[Stored items from a collection]

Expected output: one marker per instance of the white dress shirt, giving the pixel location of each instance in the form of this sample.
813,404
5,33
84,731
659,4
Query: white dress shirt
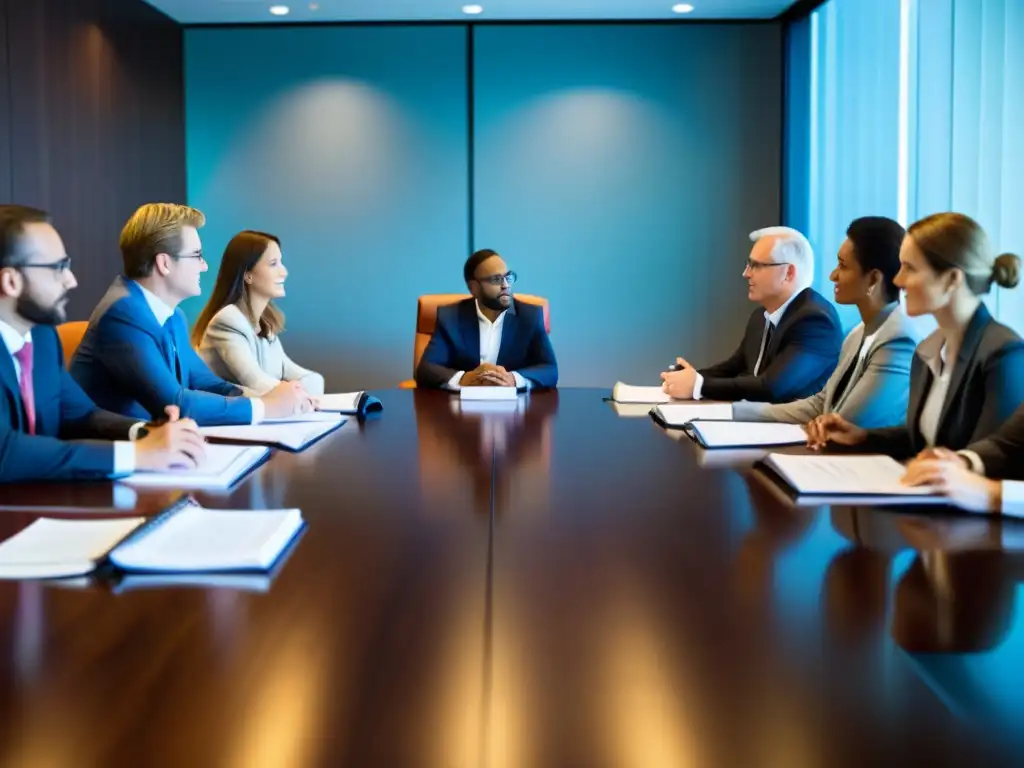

_Problem statement_
Every entry above should be written out again verbatim, with no pictures included.

_Solution to the exercise_
Expected output: one marker per instance of the white dress shirt, giving the pixel location of each instance in the form of this sample.
813,404
5,33
84,731
659,4
Query: white dress shirt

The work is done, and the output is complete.